***** FRAGMENTO *****
Que un martillo nos sirva para clavar un clavo o romperle la cabeza a un individuo, no sólo constituyen eventos de naturaleza meramente físicos, sino que también reflejan acontecimientos donde el sujeto ejerce una tarea de índole mental en cuanto a su poder decisorio o de dominio sobre la herramienta utilizada. De igual manera, formular, ingenuamente, que “vivimos en un mundo controlado por los algoritmos” (Andrés L. Mateo, discurso 217 sección Unesco), bien podría simular el hecho de que dicho conjunto abstracto de instrucciones no opera bajo el control diseñado por las élites del poder que lo generan.

Un algoritmo no es, estrictamente, una mera construcción en sí, cerrada o aislada como un juego de ajedrez o un envase térmico. En realidad, constituye, igualmente, un mecanismo implicatorio de toda una cultura política con el objetivo de mantener al sujeto, en última instancia, subordinado a un desequilibrio perpetuo. O sea, el viejo totalitarismo diseñado mediante el ingenio de una nueva metáfora. De ahí, precisamente, como lo señala, acertadamente, el escritor L. Mateo, “hoy corremos detrás de la información sin alcanzar un saber. Tomamos nota de todo sin obtener un conocimiento. Viajamos a todas partes sin adquirir una experiencia. Nos comunicamos continuamente sin participar en una comunidad. Almacenamos grandes cantidades de datos sin recuerdos que conservar. Acumulamos amigos y seguidores sin encontrarnos con el otro. La información crea así una forma de vida sin permanencia y duración”. Por consiguiente, en el contexto del poder hegemónico, ¿a quién sirve todo esto?
*****
CONSIGNA> Copia completo el fragmento de arriba sobre los algoritmos y el poder, sin cambiar nada.
***** MATERIAL PROPORCIONADO *****
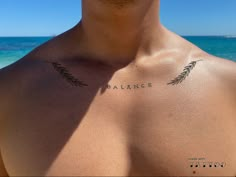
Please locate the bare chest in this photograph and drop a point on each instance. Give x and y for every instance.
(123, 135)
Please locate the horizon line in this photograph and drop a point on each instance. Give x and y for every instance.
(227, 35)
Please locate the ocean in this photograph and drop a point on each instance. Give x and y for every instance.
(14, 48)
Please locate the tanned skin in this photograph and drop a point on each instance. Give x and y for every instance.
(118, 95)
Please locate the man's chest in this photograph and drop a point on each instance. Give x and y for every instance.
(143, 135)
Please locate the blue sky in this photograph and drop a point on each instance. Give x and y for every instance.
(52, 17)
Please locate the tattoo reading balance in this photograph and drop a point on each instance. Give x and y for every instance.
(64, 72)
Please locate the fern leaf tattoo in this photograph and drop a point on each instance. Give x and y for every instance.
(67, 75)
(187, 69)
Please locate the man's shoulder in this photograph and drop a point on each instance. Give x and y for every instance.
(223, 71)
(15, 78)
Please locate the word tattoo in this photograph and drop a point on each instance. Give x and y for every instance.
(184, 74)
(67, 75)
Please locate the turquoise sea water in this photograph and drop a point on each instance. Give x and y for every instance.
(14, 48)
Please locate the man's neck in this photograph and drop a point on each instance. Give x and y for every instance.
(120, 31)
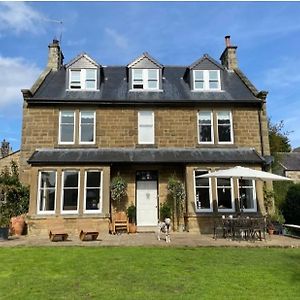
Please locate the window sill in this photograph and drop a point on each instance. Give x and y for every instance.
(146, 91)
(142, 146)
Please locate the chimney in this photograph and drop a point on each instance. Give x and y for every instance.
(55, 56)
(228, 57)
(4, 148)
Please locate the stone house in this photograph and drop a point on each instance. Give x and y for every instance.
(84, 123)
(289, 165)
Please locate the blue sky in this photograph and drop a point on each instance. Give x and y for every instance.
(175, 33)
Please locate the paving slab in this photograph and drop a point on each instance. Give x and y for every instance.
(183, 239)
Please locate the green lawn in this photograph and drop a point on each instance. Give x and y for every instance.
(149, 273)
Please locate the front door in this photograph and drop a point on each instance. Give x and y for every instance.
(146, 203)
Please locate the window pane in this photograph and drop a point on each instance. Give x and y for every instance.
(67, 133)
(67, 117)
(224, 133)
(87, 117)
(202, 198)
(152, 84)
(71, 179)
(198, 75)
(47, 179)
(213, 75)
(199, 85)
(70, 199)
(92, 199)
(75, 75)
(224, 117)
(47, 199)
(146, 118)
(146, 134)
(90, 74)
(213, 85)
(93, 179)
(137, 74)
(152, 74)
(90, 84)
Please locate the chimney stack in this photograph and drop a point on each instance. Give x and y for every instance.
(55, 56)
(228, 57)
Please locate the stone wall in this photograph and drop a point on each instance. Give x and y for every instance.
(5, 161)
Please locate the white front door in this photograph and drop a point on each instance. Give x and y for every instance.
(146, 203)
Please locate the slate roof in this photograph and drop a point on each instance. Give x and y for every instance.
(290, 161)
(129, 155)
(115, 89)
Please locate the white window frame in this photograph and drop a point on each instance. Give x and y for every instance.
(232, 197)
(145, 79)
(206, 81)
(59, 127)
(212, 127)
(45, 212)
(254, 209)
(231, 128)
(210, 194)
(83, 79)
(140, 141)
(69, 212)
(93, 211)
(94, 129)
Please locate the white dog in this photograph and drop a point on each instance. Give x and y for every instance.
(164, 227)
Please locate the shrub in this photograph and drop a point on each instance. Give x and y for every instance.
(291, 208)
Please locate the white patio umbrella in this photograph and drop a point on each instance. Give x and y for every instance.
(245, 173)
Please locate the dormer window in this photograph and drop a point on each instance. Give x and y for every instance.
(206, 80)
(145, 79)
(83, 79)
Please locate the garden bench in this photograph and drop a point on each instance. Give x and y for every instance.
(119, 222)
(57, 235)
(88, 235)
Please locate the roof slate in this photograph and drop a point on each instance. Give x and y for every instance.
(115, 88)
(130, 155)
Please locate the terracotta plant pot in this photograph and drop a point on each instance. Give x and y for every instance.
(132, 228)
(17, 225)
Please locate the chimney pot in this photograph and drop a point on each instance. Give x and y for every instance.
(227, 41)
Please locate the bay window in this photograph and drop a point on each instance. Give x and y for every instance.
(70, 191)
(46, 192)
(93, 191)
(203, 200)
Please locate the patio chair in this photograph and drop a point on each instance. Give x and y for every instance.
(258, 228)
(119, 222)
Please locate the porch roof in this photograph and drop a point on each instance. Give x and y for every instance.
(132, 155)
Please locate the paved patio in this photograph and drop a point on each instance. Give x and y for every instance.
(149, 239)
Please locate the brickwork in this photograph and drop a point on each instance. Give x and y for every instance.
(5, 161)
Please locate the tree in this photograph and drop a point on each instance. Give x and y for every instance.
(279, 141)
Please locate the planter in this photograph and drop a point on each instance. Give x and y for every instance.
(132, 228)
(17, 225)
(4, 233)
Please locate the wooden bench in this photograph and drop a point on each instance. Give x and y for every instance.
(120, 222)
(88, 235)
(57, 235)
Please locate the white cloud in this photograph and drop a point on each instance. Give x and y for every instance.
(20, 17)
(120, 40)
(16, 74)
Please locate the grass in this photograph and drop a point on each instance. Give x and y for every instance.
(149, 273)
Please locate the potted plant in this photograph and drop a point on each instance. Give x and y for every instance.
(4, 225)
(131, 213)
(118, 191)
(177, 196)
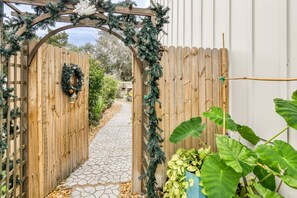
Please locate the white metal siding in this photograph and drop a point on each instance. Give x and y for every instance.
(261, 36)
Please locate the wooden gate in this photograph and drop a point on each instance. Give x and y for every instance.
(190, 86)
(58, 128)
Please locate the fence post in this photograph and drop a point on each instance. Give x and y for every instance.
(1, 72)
*****
***** MATERIAL PROPORCIONADO *****
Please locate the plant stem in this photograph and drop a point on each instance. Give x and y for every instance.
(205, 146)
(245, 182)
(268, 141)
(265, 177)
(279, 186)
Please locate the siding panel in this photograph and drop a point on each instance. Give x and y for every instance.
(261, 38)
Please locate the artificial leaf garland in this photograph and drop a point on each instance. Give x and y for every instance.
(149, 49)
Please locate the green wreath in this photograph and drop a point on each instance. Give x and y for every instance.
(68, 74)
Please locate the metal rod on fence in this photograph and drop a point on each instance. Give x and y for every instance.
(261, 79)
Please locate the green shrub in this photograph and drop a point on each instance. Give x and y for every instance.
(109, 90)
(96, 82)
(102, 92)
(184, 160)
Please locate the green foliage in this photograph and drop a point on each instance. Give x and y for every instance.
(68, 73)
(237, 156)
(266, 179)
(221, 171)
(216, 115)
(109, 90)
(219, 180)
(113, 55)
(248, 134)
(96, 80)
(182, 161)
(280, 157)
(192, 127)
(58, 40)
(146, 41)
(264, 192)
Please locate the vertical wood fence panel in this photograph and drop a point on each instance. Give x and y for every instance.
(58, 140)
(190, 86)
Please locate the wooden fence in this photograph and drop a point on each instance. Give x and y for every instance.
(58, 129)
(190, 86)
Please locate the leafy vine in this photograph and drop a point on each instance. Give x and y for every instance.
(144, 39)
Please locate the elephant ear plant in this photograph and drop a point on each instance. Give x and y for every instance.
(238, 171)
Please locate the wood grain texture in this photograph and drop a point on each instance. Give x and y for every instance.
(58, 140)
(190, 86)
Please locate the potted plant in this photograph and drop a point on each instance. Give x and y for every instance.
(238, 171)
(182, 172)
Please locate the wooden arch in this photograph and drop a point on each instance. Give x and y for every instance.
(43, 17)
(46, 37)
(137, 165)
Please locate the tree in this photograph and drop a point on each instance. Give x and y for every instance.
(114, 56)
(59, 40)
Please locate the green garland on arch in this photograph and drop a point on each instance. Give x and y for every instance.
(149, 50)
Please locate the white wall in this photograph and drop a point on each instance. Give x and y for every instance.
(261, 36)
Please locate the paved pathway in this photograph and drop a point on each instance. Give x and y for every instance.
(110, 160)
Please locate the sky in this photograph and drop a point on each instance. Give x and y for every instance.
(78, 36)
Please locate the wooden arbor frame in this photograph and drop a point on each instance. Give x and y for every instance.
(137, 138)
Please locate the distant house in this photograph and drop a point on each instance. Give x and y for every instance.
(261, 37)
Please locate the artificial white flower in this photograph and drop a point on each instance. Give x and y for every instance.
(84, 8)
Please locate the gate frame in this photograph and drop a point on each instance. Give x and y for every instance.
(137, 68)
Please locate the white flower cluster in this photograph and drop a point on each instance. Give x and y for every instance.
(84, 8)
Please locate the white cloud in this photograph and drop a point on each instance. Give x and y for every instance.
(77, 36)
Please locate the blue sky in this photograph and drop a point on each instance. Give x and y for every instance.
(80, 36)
*****
SOLUCIÓN>
Que un martillo nos sirva para clavar un clavo o romperle la cabeza a un individuo, no sólo constituyen eventos de naturaleza meramente físicos, sino que también reflejan acontecimientos donde el sujeto ejerce una tarea de índole mental en cuanto a su poder decisorio o de dominio sobre la herramienta utilizada. De igual manera, formular, ingenuamente, que “vivimos en un mundo controlado por los algoritmos” (Andrés L. Mateo, discurso 217 sección Unesco), bien podría simular el hecho de que dicho conjunto abstracto de instrucciones no opera bajo el control diseñado por las élites del poder que lo generan.

Un algoritmo no es, estrictamente, una mera construcción en sí, cerrada o aislada como un juego de ajedrez o un envase térmico. En realidad, constituye, igualmente, un mecanismo implicatorio de toda una cultura política con el objetivo de mantener al sujeto, en última instancia, subordinado a un desequilibrio perpetuo. O sea, el viejo totalitarismo diseñado mediante el ingenio de una nueva metáfora. De ahí, precisamente, como lo señala, acertadamente, el escritor L. Mateo, “hoy corremos detrás de la información sin alcanzar un saber. Tomamos nota de todo sin obtener un conocimiento. Viajamos a todas partes sin adquirir una experiencia. Nos comunicamos continuamente sin participar en una comunidad. Almacenamos grandes cantidades de datos sin recuerdos que conservar. Acumulamos amigos y seguidores sin encontrarnos con el otro. La información crea así una forma de vida sin permanencia y duración”. Por consiguiente, en el contexto del poder hegemónico, ¿a quién sirve todo esto?